_EXERCISE GOAL_
Starting at the line that contains "For the dataset, pick out the race car rear", copy each line through the final one exactly as written.

(Point labeling dataset excerpts)
■ ■ ■ ■ ■

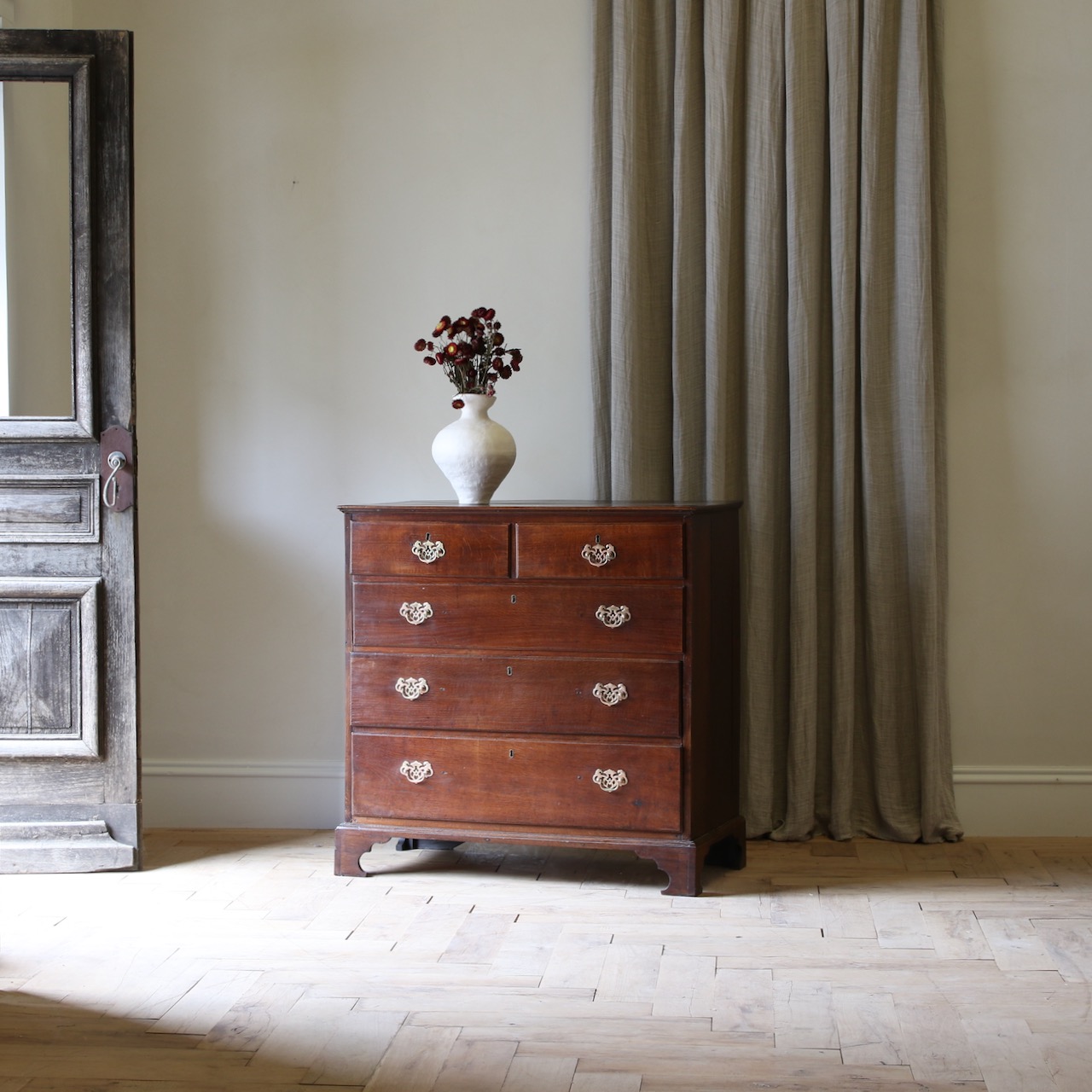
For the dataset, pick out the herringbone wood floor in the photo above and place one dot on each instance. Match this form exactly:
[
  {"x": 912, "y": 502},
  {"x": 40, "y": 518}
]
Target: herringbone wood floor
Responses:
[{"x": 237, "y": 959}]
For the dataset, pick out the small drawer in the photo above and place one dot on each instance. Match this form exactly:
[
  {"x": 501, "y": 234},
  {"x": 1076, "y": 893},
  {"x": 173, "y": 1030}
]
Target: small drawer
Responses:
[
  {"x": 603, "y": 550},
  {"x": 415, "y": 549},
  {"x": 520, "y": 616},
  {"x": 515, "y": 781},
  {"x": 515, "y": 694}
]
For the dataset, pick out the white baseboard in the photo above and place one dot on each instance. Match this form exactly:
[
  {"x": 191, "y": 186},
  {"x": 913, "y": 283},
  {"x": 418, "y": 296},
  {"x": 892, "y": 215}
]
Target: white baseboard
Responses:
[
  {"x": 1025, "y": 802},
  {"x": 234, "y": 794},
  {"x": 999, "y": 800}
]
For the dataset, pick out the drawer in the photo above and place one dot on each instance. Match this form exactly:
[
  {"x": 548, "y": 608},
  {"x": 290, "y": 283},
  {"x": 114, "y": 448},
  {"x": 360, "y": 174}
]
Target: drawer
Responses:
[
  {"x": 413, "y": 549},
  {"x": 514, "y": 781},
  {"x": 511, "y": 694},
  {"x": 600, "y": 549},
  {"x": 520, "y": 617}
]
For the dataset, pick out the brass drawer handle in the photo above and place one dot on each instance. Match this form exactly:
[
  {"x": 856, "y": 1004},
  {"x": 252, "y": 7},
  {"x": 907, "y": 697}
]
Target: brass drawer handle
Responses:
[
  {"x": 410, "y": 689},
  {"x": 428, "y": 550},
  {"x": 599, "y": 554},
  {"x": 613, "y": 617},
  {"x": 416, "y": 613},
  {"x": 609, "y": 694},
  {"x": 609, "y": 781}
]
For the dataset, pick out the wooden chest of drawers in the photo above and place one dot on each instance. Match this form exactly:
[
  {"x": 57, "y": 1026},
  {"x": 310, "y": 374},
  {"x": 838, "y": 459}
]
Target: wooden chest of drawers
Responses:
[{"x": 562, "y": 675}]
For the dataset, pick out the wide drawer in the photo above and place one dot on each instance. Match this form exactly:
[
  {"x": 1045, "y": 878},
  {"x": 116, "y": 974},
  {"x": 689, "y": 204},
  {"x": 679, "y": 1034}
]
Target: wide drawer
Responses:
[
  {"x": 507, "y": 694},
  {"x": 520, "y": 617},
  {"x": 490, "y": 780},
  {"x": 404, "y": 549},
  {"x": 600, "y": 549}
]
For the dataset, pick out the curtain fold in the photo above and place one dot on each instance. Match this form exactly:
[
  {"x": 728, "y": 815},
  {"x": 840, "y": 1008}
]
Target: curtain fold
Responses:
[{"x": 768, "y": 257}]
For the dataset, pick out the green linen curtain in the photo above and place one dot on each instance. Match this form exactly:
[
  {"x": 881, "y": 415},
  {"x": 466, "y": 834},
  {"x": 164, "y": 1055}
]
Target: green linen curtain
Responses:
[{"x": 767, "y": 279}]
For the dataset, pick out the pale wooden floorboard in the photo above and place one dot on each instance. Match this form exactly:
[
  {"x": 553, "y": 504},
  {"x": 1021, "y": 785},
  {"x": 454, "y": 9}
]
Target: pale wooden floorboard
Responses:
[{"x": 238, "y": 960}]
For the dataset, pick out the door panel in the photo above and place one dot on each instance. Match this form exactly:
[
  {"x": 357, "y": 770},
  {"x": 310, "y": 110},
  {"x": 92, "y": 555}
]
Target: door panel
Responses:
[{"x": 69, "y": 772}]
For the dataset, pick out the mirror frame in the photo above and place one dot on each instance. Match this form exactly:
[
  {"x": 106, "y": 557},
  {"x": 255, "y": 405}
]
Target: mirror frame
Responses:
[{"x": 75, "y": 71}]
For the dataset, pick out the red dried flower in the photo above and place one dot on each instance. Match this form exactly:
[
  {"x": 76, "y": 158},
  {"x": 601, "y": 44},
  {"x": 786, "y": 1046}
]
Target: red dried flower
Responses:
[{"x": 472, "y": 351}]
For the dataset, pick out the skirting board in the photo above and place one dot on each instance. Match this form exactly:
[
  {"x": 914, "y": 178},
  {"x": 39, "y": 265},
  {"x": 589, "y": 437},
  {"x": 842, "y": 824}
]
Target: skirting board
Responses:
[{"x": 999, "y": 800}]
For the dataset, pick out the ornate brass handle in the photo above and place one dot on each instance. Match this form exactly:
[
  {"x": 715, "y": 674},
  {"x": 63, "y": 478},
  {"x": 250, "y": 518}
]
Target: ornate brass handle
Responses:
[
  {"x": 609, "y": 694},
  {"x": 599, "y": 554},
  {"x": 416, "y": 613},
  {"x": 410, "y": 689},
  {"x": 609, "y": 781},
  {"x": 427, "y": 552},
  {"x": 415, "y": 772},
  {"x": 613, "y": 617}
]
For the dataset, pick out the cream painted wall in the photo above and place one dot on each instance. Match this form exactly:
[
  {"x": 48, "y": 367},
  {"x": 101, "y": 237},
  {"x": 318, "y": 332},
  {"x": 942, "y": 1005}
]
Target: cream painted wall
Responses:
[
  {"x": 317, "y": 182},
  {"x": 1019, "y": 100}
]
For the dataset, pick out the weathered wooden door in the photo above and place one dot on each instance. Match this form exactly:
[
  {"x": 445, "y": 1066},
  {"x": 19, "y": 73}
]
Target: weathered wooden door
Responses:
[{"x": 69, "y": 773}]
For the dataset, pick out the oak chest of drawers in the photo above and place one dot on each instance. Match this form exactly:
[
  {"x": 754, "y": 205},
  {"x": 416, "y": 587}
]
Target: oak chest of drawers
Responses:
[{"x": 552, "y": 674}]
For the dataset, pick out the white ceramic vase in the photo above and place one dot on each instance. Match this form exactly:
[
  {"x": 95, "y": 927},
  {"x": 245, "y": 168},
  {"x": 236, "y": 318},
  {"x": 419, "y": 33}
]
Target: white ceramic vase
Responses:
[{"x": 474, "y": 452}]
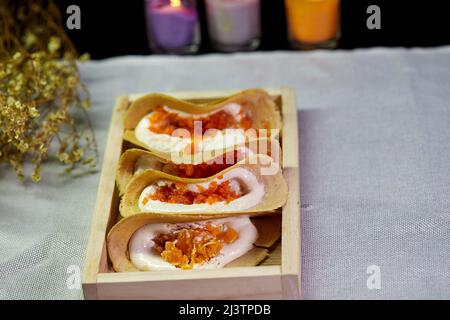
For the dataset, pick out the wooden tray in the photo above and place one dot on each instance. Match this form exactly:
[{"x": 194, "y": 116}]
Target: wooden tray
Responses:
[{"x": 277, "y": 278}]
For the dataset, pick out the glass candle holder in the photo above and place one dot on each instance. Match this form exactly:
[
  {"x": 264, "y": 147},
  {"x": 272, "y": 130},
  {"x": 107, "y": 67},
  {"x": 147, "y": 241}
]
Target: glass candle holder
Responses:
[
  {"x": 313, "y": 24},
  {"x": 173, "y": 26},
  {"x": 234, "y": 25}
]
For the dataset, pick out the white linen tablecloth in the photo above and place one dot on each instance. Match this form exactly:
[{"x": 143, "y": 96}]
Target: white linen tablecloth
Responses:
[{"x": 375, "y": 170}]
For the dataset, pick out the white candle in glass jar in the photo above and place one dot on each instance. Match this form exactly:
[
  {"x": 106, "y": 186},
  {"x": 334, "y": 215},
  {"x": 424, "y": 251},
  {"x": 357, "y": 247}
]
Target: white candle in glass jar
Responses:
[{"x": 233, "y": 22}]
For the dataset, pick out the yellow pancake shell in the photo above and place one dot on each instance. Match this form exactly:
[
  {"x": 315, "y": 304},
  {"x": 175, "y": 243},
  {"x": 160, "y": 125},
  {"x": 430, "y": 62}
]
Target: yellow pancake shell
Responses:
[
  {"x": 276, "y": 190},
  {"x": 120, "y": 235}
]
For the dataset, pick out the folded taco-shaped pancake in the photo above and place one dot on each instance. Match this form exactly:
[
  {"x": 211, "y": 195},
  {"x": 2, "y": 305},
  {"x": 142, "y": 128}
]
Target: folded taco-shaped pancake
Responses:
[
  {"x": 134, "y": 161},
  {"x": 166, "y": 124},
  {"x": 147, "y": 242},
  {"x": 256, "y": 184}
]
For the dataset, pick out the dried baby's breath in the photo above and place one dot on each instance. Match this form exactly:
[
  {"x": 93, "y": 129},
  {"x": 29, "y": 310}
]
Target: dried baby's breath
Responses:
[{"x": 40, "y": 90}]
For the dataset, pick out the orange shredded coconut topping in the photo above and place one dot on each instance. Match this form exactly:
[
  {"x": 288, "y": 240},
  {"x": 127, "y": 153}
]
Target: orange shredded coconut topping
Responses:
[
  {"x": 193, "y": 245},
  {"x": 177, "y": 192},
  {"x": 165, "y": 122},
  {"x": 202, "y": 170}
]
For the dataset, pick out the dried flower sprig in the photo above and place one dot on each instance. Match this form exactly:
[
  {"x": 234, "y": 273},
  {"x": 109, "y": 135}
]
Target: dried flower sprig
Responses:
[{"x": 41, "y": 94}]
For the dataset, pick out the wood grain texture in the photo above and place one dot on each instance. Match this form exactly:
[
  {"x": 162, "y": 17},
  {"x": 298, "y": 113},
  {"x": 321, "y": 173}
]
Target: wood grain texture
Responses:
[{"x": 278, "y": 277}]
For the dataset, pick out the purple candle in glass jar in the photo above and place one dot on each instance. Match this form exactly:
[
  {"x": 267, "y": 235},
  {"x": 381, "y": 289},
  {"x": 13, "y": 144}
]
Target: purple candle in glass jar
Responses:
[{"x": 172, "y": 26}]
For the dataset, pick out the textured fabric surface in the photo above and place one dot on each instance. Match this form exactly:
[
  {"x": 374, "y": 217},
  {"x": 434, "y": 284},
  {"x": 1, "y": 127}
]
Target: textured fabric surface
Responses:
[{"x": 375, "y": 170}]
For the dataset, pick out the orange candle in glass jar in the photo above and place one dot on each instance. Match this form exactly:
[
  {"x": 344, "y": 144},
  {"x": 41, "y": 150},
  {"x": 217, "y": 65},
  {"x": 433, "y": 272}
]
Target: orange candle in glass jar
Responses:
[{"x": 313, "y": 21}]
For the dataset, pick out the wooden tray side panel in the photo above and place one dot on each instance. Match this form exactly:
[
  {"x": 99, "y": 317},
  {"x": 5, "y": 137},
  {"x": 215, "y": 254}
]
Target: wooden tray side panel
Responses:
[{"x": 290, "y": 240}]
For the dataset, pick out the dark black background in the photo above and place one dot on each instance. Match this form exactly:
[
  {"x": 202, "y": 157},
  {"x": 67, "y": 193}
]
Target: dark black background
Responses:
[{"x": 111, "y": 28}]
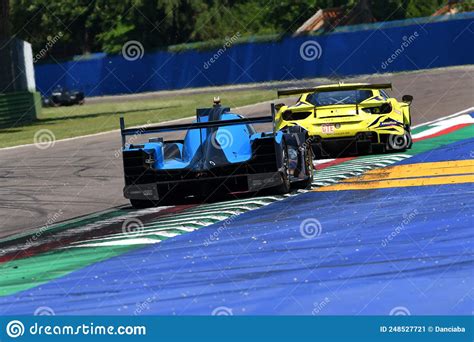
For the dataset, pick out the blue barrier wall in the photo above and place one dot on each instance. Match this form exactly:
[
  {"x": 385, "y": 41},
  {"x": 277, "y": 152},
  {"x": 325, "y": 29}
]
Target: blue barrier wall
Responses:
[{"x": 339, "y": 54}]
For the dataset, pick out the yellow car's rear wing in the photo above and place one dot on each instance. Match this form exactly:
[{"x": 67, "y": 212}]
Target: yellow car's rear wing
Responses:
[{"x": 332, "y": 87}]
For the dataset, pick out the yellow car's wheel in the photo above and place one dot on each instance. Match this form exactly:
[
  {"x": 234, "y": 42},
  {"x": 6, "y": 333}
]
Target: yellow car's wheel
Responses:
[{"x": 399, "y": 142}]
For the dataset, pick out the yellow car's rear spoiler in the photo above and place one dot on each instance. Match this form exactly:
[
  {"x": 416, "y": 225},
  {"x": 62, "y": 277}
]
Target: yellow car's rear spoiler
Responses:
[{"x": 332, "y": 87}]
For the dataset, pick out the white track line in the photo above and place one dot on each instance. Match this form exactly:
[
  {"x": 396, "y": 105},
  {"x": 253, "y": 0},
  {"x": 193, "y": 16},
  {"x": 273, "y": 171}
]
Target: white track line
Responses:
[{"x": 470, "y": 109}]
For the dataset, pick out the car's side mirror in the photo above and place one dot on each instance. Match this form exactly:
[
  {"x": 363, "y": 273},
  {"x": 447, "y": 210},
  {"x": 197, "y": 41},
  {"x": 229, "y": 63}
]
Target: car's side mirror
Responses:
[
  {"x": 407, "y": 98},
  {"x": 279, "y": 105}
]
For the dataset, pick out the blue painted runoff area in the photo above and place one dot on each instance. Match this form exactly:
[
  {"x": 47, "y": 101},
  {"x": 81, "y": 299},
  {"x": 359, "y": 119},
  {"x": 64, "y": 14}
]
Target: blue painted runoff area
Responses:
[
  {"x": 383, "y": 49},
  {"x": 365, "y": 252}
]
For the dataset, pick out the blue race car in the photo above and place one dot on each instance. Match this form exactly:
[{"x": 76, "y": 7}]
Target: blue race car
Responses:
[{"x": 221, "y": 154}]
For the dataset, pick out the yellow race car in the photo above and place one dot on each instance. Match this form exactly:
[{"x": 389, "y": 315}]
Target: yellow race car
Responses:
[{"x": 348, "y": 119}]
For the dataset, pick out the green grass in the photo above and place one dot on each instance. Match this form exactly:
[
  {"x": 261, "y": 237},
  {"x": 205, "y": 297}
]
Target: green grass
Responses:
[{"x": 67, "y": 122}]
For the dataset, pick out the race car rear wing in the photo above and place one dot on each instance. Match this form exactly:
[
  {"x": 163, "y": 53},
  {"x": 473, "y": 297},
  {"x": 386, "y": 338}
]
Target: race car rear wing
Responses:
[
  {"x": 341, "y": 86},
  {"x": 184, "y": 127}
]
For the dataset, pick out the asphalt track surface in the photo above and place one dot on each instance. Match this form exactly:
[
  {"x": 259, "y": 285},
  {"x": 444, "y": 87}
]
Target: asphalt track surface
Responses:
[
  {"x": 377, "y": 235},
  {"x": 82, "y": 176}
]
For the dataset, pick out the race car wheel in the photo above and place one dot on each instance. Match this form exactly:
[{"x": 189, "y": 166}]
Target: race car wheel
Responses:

■ ■ ■ ■ ■

_TASK RESPONSE_
For the dataset, pick out the race car rear wing in the photo above and place one dot on each instance. Match this form exactly:
[
  {"x": 163, "y": 53},
  {"x": 473, "y": 297},
  {"x": 386, "y": 338}
]
Target: race car rear wing
Responses:
[
  {"x": 341, "y": 86},
  {"x": 184, "y": 127}
]
For the dataset, pick out the asphalt track surface in the photo above and place one dot on each instance. Match this form exactly:
[
  {"x": 259, "y": 285},
  {"x": 444, "y": 87}
]
Target: asphalt track surface
Responses:
[
  {"x": 377, "y": 235},
  {"x": 82, "y": 176}
]
For the dataset, pick out the race car wheel in the photo above and place one dot on each instance. Match this form exactly:
[{"x": 189, "y": 166}]
Target: race car wheel
Responses:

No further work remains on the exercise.